Aim:
Reproduce the records below, substituting "nonzero winding rule" for every occurrence of "even-odd rule" and keeping everything else unchanged.

Begin

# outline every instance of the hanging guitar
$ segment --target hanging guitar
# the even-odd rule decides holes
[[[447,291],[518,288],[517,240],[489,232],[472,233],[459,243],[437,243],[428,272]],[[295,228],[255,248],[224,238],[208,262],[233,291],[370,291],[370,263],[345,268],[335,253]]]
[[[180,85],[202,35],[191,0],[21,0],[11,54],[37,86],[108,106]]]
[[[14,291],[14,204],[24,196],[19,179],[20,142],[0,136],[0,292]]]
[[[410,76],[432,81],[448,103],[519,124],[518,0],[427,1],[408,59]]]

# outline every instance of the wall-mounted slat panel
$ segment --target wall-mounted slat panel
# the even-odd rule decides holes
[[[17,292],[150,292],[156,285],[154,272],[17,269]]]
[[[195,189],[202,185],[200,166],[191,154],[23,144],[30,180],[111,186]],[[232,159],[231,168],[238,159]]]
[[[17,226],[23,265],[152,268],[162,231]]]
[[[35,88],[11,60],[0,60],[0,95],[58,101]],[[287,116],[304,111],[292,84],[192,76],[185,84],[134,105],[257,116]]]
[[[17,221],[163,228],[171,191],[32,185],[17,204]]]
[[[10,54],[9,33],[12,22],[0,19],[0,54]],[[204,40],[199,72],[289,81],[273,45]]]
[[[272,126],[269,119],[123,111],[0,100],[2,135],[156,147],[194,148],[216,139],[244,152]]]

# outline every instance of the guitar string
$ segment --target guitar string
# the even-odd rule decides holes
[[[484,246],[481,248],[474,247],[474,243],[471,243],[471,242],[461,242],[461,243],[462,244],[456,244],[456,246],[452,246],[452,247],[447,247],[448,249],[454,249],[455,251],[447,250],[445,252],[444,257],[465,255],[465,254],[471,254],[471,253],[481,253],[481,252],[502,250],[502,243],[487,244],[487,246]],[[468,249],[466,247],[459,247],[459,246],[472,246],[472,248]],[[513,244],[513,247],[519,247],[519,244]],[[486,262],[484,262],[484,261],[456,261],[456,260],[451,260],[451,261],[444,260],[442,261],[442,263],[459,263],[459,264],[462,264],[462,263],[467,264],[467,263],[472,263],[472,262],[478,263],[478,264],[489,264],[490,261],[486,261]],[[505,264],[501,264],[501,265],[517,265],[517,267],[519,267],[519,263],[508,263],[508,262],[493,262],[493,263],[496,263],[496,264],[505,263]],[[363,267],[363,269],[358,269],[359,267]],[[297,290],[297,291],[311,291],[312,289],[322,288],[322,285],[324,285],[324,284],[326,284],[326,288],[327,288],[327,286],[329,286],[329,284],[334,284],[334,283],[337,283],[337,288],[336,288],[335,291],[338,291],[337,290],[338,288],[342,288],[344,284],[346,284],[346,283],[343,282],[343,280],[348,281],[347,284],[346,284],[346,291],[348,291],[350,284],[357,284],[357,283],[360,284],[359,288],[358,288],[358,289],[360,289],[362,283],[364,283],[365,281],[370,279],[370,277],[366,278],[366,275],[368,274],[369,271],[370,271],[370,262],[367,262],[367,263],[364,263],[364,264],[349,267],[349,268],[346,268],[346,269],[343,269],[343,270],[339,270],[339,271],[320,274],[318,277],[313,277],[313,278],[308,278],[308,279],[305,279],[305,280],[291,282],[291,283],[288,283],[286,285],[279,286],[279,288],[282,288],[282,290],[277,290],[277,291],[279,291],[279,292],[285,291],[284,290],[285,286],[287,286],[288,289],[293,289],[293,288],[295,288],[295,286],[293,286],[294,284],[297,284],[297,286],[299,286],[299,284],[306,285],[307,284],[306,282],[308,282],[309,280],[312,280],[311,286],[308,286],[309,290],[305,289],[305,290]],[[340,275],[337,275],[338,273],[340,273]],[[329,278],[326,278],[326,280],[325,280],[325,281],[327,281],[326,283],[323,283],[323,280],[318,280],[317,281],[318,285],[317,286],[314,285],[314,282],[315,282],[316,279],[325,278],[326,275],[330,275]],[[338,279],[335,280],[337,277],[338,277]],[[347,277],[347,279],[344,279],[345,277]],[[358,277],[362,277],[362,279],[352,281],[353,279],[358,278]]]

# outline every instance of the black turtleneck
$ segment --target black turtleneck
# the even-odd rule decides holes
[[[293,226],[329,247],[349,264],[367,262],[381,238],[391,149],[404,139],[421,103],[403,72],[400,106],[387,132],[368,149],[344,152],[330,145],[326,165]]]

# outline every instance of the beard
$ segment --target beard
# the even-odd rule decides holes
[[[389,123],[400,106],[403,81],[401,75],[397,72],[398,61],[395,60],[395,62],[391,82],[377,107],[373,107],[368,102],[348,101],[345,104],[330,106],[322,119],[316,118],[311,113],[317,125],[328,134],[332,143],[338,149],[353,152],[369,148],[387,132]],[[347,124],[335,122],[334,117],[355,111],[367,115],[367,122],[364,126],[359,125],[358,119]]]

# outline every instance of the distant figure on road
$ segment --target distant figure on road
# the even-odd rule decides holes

End

Solution:
# outline every instance of the hanging guitar
$ segment --target hanging guitar
# the nonzero winding rule decides holes
[[[447,291],[518,288],[517,240],[489,232],[472,233],[459,243],[437,243],[428,272]],[[295,228],[255,248],[224,238],[208,262],[233,291],[370,291],[370,263],[345,268],[335,253]]]
[[[180,85],[202,35],[191,0],[21,0],[11,54],[37,86],[108,106]]]
[[[14,291],[14,204],[24,196],[19,179],[20,142],[0,136],[0,292]]]
[[[410,76],[432,81],[448,103],[519,124],[518,0],[427,1],[408,59]]]

# outline every instance of the wall-mounted slat panel
$ segment --target wall-mounted slat panel
# the nonzero winding rule decides holes
[[[17,292],[150,292],[156,285],[154,272],[17,269]]]
[[[195,189],[202,185],[200,166],[191,154],[23,144],[30,180],[111,186]],[[232,159],[231,168],[238,159]]]
[[[17,226],[23,265],[152,268],[162,231]]]
[[[35,88],[11,60],[0,60],[0,95],[58,101]],[[287,116],[304,111],[292,84],[192,76],[185,84],[134,105],[257,116]]]
[[[17,221],[163,228],[171,191],[32,185],[17,204]]]
[[[10,54],[9,33],[12,22],[0,19],[0,54]],[[204,40],[199,72],[289,81],[273,45]]]
[[[272,126],[269,119],[123,111],[0,100],[2,135],[156,147],[194,148],[216,139],[244,152]]]

# outline every instance of the guitar string
$ segment --target guitar string
# the nonzero winding rule decides holes
[[[484,246],[481,248],[474,247],[474,243],[471,243],[471,242],[461,242],[461,243],[462,244],[456,244],[456,246],[452,246],[452,247],[447,247],[448,249],[454,249],[455,251],[447,250],[445,252],[444,257],[465,255],[465,254],[471,254],[471,253],[481,253],[481,252],[502,250],[502,243],[487,244],[487,246]],[[468,249],[466,247],[459,247],[459,246],[472,246],[472,248]],[[513,244],[513,247],[519,247],[519,244]],[[486,262],[484,262],[484,261],[456,261],[456,260],[451,260],[451,261],[444,260],[442,261],[442,263],[459,263],[459,264],[462,264],[462,263],[467,264],[467,263],[472,263],[472,262],[478,263],[478,264],[489,264],[490,261],[486,261]],[[505,264],[501,264],[501,265],[517,265],[517,267],[519,267],[519,263],[508,263],[508,262],[493,262],[493,263],[496,263],[496,264],[505,263]],[[363,267],[363,269],[358,269],[359,267]],[[297,290],[297,291],[311,291],[312,289],[322,288],[322,285],[324,285],[324,284],[326,284],[326,288],[327,288],[327,286],[329,286],[329,284],[334,284],[334,283],[337,283],[337,288],[336,288],[335,291],[338,291],[337,290],[338,288],[342,288],[344,284],[346,284],[346,283],[343,282],[343,280],[348,281],[347,284],[346,284],[346,291],[348,291],[350,284],[357,284],[357,283],[360,284],[359,288],[358,288],[358,289],[360,289],[362,283],[364,283],[365,281],[370,279],[370,277],[366,278],[366,275],[368,274],[369,271],[370,271],[370,262],[367,262],[367,263],[364,263],[364,264],[349,267],[349,268],[346,268],[346,269],[343,269],[343,270],[339,270],[339,271],[320,274],[318,277],[313,277],[313,278],[308,278],[308,279],[305,279],[305,280],[291,282],[291,283],[288,283],[286,285],[279,286],[279,288],[282,288],[282,290],[277,290],[277,291],[279,291],[279,292],[285,291],[284,290],[285,286],[287,286],[288,289],[293,289],[293,288],[295,288],[295,286],[293,286],[294,284],[297,284],[297,286],[299,286],[299,284],[306,285],[307,284],[306,282],[308,282],[309,280],[312,280],[311,286],[308,286],[309,290],[305,289],[305,290]],[[340,275],[337,275],[338,273],[340,273]],[[329,278],[326,278],[326,280],[325,280],[325,281],[327,281],[326,283],[323,283],[323,280],[318,280],[317,281],[318,285],[317,286],[314,285],[314,282],[315,282],[316,279],[325,278],[326,275],[330,275]],[[338,279],[335,280],[337,277],[338,277]],[[347,277],[347,279],[344,279],[345,277]],[[358,277],[362,277],[362,279],[352,281],[353,279],[358,278]]]

# outline every instance of the black turtleneck
$ segment --target black turtleneck
# the nonzero winding rule decides holes
[[[293,226],[329,247],[349,264],[367,262],[381,238],[391,149],[404,139],[421,103],[403,72],[400,106],[387,132],[368,149],[344,152],[330,145],[326,165]]]

# outline every instance of the beard
$ segment --target beard
# the nonzero winding rule decides holes
[[[389,123],[400,106],[403,81],[401,75],[397,72],[398,61],[395,60],[395,62],[391,82],[377,107],[373,107],[368,102],[348,101],[345,104],[330,106],[322,119],[316,118],[311,113],[317,125],[328,134],[332,143],[338,149],[353,152],[369,148],[387,132]],[[347,124],[335,122],[334,117],[355,111],[367,115],[367,122],[364,126],[359,125],[358,119]]]

# outline every instance of the distant figure on road
$ segment --target distant figure on road
# the nonzero winding rule decides holes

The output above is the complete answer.